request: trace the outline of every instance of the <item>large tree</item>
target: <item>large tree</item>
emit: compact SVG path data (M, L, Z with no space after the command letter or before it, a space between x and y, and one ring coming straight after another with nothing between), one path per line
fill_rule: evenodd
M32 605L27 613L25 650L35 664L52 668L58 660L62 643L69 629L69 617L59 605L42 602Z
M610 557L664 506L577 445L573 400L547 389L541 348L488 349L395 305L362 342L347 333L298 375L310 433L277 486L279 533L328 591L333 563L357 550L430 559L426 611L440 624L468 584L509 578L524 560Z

● **AIM**
Reproduce the lines above with every occurrence of "large tree" replaced by "tall tree". Leave everything else unchanged.

● **EXERCISE OUTPUT**
request: trace the outline of every instance of the <item>tall tree</item>
target: <item>tall tree</item>
emit: compact SVG path data (M, L, Z with no space after the command letter or before it, a space between x and y, and one ring coming straight after another with nothing between), one path per line
fill_rule: evenodd
M32 605L27 613L25 650L35 664L52 668L58 660L62 643L69 629L69 617L59 605L42 602Z
M610 557L664 506L577 445L573 400L547 389L541 348L488 349L395 305L362 342L347 333L298 375L310 433L277 486L279 533L328 591L333 563L357 550L430 559L426 611L440 624L468 584L509 578L524 560Z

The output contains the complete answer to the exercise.